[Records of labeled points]
* * *
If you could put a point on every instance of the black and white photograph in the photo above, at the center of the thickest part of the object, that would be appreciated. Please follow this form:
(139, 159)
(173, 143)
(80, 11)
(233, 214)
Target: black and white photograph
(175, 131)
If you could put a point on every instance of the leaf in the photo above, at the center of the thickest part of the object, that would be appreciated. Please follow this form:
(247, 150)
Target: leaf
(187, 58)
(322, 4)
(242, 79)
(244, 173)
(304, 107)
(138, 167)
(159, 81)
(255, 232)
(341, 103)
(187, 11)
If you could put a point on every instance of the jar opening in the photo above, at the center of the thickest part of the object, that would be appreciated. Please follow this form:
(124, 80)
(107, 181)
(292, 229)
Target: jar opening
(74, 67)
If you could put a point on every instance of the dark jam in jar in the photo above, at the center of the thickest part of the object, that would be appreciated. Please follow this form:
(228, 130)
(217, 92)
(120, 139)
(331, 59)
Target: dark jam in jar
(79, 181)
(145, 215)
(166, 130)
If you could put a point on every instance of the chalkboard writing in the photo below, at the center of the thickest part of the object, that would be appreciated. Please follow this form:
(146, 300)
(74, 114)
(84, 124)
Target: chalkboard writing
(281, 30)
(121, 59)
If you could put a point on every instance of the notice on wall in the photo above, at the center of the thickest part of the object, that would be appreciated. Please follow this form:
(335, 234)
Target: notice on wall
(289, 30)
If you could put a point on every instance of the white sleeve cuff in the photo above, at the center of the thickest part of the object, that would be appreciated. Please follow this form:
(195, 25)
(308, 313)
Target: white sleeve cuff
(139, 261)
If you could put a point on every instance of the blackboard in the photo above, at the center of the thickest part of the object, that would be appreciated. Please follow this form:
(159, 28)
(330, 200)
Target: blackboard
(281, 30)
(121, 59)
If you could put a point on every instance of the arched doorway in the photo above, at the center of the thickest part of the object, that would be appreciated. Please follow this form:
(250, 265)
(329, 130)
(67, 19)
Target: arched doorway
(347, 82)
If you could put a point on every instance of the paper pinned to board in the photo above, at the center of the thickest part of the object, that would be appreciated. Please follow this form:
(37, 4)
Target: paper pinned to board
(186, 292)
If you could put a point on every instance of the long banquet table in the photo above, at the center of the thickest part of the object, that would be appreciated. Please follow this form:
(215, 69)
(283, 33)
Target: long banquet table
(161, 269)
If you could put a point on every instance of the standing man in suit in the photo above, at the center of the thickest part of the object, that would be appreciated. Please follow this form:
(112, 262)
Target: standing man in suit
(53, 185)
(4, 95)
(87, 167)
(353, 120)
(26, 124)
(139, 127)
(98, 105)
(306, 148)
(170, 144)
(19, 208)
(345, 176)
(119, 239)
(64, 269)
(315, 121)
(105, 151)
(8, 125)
* * *
## EXERCISE DESCRIPTION
Reproduce every line of the data, requests included, starting with the line containing "of the standing" and going on through the end of the data. Add 13 to each number in the answer coordinates only.

## WORKED ANSWER
If you could put a point on every instance of the standing man in suit in the photo above, at the center of the thickest part of the object, that would be appreciated. Please follow this form:
(112, 262)
Target: standing man in suit
(66, 198)
(17, 108)
(100, 180)
(366, 133)
(39, 137)
(152, 140)
(111, 118)
(319, 161)
(183, 157)
(32, 221)
(358, 189)
(132, 252)
(77, 282)
(328, 134)
(118, 164)
(21, 138)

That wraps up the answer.